* DATA EXCERPTS *
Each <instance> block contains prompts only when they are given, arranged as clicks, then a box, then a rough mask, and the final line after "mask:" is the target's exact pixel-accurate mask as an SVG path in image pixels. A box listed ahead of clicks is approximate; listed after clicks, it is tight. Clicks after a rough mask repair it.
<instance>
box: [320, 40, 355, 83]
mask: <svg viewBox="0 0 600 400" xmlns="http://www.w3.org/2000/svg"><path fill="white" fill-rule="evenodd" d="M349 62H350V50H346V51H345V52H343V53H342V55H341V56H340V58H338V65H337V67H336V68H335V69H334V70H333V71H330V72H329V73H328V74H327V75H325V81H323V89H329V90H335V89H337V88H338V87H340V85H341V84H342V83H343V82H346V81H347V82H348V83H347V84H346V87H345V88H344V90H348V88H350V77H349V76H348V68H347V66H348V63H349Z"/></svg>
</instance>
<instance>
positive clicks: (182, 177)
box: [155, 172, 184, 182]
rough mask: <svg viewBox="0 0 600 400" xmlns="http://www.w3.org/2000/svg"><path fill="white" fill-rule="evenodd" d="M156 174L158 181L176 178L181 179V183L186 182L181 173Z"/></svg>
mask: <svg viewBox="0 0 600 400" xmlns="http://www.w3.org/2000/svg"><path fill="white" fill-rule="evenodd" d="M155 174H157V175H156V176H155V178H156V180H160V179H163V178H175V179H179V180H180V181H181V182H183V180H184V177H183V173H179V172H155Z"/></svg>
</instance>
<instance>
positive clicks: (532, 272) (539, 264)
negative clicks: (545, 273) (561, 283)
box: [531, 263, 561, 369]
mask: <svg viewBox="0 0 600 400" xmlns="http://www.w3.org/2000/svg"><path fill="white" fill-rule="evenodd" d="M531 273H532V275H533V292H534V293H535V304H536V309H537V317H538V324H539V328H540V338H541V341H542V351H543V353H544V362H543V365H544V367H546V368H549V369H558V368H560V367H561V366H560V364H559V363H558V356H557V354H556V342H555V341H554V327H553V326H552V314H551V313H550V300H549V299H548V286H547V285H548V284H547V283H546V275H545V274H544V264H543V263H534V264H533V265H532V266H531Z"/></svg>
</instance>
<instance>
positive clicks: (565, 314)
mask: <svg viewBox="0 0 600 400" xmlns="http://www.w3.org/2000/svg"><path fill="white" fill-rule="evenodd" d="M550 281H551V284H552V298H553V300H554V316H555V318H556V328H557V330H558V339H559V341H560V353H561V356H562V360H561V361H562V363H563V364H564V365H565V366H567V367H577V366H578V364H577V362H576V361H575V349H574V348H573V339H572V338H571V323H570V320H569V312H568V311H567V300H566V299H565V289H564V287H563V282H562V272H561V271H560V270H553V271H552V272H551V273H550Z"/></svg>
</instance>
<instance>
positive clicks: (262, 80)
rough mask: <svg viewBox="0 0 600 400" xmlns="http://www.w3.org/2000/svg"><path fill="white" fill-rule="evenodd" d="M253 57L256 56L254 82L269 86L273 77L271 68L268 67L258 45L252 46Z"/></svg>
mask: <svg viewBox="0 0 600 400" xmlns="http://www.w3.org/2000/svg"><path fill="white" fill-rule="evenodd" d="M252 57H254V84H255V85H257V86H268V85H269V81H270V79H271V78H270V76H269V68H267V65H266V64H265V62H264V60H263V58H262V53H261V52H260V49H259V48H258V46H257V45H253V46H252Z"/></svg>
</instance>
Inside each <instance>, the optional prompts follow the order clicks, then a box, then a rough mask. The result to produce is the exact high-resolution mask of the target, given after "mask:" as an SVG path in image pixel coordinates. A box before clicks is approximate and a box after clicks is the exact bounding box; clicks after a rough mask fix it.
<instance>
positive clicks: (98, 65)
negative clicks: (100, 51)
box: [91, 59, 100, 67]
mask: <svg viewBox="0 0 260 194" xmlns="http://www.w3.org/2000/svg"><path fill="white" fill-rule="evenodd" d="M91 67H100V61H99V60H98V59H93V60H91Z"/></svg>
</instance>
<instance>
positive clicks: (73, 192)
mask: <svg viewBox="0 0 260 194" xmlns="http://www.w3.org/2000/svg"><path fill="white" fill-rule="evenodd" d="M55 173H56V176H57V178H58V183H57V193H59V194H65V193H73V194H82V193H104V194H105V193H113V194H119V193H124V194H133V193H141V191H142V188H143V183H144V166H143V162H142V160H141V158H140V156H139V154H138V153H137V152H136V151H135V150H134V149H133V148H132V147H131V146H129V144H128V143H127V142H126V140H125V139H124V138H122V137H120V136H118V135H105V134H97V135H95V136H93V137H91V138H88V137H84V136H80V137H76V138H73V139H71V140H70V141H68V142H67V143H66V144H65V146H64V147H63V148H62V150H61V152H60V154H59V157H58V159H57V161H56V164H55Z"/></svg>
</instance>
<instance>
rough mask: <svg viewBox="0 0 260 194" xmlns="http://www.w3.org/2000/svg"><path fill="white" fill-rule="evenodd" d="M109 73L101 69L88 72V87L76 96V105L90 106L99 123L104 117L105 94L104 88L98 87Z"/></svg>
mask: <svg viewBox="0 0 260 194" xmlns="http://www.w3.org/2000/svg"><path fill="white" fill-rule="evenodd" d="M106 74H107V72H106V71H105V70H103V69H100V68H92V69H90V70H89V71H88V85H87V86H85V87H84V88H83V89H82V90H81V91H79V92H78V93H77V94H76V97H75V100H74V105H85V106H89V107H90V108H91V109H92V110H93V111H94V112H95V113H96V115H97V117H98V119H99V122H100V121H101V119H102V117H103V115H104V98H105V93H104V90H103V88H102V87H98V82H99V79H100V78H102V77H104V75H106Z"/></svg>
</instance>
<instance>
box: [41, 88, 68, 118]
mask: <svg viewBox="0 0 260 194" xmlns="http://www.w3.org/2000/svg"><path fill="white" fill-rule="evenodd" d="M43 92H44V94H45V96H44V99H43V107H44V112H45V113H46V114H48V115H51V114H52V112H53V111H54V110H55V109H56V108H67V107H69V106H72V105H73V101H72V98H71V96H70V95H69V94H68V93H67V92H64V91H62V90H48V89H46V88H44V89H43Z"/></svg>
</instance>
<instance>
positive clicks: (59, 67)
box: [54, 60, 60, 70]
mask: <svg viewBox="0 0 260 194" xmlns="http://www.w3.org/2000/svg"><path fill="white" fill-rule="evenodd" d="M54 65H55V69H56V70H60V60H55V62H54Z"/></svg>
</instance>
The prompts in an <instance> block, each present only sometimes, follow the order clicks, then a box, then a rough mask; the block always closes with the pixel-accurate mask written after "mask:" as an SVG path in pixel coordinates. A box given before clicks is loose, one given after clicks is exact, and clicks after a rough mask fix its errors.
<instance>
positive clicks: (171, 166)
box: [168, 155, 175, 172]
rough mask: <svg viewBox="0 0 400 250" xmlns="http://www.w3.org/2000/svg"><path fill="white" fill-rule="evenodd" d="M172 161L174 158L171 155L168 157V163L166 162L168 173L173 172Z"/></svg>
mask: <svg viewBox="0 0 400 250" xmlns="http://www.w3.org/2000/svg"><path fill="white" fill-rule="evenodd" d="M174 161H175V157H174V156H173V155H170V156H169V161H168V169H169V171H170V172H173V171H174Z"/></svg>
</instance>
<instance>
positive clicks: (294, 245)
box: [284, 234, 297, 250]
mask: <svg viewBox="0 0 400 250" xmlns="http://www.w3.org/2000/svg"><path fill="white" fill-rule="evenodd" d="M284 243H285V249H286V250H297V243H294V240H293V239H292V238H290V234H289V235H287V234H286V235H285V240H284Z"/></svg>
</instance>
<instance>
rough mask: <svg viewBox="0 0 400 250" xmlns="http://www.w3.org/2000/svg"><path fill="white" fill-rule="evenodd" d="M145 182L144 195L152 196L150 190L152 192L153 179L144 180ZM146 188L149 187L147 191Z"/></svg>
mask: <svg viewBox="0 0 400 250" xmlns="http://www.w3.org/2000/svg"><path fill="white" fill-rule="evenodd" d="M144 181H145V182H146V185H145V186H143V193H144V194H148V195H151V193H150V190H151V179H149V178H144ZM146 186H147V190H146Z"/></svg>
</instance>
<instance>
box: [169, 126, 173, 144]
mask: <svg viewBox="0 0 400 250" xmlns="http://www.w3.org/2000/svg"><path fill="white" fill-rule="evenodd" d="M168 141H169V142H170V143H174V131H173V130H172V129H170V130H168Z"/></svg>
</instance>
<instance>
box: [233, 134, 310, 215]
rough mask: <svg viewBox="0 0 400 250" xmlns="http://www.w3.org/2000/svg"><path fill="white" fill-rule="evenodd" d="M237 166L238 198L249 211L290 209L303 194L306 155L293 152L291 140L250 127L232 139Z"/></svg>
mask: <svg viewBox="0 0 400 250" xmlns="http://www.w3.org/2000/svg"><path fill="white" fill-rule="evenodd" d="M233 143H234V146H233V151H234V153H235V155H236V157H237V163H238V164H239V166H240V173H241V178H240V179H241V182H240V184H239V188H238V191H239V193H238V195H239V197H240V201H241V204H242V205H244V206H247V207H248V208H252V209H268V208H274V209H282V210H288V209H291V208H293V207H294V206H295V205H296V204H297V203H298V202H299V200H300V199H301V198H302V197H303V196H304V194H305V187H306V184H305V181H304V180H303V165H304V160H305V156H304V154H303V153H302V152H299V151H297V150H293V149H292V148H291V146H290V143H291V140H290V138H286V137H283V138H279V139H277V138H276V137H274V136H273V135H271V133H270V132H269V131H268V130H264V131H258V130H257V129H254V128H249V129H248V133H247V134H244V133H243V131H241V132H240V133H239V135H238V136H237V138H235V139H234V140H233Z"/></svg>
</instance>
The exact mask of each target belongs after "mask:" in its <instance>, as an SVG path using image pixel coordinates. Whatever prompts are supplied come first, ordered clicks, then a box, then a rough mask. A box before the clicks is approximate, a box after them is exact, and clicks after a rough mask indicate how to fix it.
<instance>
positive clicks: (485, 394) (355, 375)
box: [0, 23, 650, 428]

* AIM OF THE TASK *
I need every line of the data that has the word "block"; please list them.

* FINISHED TASK *
Each <instance> block contains prompts only when they are given, arranged as clicks, then a box, then a rough mask, and the final line after "mask:" is the target's exact pixel-accurate mask as an SVG path in image pixels. A box listed ahead of clicks is approximate; listed after clicks, it is tight. Clicks after a rough mask repair it.
The prompts in an <instance> block, each present only sometimes, follow the order clicks, then a box, then a rough mask; the block always closes with the pixel-accurate mask written after "mask:" as an SVG path in pixel coordinates. A box given before clicks is loose, one given after clicks is exact, and clicks after a rough mask fix its errors.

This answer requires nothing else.